Quote, word for word, every line starting at the line that contains "of the grey" and ending with the last line of the records; include both of these lines and no others.

▸ MATERIAL PROVIDED:
===

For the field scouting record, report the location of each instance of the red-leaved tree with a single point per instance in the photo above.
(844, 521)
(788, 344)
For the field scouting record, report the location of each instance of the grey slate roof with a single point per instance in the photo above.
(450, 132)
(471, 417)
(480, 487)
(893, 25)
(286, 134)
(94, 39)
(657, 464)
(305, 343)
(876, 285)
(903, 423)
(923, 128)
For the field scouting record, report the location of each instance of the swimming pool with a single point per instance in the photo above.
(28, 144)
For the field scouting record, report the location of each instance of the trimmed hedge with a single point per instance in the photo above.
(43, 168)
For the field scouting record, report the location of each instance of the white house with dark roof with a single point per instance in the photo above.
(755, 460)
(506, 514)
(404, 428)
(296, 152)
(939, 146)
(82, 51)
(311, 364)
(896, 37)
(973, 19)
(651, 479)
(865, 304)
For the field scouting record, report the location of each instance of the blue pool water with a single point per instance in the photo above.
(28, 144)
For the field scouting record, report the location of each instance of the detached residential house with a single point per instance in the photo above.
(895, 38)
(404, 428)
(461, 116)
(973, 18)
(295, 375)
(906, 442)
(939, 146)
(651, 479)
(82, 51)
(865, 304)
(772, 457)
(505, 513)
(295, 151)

===

▸ WRITTEN RESPONSE:
For the field scouting record, report the location of each instance of the grey slate roof with a single point per instance in the photo above.
(450, 132)
(471, 417)
(480, 487)
(893, 25)
(286, 134)
(94, 39)
(657, 464)
(305, 343)
(876, 285)
(903, 423)
(923, 128)
For the field scouting record, report the location of each instance of the swimming pool with a single point per instance in the photo above.
(28, 144)
For the field scouting record, report the location of each instance of the trimmed hedge with a single point per instance in the photo above.
(43, 168)
For the field scouting record, report the location of each instance of the white house with dark roof with a single point per instance in the photo above.
(755, 460)
(506, 514)
(404, 428)
(296, 152)
(939, 146)
(82, 51)
(311, 364)
(896, 37)
(973, 19)
(651, 479)
(865, 304)
For the field scouting record, report the location of each instance of the blue pool water with a single point per instance in the photo above.
(28, 144)
For the field scouting record, report the location of each instance of the detached residential house with a single point per instance in the photo above.
(895, 38)
(404, 428)
(461, 116)
(973, 18)
(295, 375)
(906, 442)
(939, 146)
(651, 479)
(82, 51)
(865, 304)
(772, 457)
(505, 513)
(295, 151)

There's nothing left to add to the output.